◆ **Work task**
Scan the entries below, and for each line that includes the word "green", make a copy.

--- Data to process Enclosed Below ---

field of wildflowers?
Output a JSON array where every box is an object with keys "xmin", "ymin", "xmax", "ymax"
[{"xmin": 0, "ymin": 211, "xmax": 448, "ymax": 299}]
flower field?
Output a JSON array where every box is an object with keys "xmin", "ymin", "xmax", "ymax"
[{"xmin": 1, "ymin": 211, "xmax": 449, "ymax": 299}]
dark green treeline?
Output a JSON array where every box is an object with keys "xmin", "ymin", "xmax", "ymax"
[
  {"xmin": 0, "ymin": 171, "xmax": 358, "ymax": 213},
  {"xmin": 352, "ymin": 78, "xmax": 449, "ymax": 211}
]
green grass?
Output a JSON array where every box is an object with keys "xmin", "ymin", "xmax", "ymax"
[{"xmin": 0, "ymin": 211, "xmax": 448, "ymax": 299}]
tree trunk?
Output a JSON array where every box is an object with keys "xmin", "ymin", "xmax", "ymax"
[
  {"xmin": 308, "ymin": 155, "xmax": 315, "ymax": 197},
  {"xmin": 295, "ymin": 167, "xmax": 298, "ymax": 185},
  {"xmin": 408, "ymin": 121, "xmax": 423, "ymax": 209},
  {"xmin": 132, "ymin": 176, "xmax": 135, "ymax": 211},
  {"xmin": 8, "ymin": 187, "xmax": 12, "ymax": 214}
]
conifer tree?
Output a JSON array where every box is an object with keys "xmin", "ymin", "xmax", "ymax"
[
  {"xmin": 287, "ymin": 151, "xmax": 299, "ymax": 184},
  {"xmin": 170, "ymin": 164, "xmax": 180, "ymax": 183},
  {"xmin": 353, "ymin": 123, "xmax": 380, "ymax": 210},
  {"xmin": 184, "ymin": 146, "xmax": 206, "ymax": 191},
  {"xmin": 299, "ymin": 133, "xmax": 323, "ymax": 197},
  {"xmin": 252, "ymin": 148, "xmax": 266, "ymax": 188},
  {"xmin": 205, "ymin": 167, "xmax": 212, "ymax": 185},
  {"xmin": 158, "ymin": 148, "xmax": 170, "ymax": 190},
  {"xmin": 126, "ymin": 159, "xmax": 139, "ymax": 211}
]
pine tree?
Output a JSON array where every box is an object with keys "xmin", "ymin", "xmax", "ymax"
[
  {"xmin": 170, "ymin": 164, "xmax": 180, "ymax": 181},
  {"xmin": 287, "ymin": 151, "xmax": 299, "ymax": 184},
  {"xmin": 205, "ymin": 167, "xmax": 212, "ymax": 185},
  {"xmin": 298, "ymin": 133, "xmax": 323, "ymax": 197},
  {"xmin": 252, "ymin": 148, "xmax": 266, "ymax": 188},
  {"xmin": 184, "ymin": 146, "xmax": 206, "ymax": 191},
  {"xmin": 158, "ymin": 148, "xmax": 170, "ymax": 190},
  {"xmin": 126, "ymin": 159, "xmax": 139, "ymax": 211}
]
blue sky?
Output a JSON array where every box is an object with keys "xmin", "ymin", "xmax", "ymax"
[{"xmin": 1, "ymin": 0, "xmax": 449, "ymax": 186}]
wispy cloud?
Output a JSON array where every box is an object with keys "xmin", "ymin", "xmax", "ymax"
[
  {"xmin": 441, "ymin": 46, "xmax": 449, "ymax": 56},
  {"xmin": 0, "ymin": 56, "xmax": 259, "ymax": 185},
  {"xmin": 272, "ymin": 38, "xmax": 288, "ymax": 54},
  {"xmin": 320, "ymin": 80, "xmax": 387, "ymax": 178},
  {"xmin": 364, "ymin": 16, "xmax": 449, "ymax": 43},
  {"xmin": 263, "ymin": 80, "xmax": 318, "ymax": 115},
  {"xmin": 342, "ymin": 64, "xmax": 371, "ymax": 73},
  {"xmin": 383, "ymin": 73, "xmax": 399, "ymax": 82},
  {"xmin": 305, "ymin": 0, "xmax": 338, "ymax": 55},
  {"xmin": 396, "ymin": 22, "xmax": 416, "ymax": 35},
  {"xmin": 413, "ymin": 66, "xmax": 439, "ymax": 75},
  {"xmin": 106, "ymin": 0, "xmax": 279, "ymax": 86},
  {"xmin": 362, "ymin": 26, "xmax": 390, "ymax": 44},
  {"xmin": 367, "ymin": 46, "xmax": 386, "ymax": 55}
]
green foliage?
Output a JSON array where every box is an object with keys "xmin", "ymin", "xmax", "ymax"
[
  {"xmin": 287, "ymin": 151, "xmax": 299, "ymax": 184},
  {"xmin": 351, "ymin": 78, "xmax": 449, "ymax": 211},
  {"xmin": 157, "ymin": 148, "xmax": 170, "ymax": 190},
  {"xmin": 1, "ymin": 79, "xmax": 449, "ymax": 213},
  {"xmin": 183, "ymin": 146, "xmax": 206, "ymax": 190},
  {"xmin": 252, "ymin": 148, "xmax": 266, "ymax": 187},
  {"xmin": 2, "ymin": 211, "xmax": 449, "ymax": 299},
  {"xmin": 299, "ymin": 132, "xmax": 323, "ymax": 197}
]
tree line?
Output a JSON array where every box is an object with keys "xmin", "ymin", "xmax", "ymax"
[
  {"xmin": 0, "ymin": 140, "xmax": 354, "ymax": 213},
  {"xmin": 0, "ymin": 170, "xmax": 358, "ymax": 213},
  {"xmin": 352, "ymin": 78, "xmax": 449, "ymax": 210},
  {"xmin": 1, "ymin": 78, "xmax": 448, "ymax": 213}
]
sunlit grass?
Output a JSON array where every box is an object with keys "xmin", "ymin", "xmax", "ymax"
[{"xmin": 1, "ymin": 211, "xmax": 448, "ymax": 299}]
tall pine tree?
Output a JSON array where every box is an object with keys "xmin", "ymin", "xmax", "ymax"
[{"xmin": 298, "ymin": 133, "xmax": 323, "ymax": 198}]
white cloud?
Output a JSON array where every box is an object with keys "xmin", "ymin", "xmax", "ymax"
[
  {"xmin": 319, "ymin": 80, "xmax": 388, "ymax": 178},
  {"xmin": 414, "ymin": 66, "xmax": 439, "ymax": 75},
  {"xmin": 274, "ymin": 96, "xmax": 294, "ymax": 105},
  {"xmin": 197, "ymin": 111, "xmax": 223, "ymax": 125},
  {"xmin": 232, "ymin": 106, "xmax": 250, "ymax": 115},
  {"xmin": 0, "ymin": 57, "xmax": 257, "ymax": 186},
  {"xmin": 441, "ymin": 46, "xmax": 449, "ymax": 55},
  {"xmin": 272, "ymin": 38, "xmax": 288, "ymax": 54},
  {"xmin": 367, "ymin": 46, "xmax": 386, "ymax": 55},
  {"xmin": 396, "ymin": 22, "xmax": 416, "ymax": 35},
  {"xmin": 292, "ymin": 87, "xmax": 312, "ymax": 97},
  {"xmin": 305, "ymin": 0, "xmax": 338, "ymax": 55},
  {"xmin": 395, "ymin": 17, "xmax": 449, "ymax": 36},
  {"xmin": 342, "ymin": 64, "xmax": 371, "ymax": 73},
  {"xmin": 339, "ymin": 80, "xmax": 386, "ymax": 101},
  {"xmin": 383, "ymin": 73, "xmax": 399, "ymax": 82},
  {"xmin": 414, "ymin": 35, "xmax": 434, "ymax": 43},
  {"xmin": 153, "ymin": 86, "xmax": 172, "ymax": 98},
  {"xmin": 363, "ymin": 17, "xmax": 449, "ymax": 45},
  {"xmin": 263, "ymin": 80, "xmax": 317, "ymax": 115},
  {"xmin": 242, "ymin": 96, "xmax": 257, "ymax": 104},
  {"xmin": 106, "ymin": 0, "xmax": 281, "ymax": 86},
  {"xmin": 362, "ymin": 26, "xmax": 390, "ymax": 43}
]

--- End of Enclosed Data to process ---

◆ **Task response**
dark green treeline?
green grass?
green foliage?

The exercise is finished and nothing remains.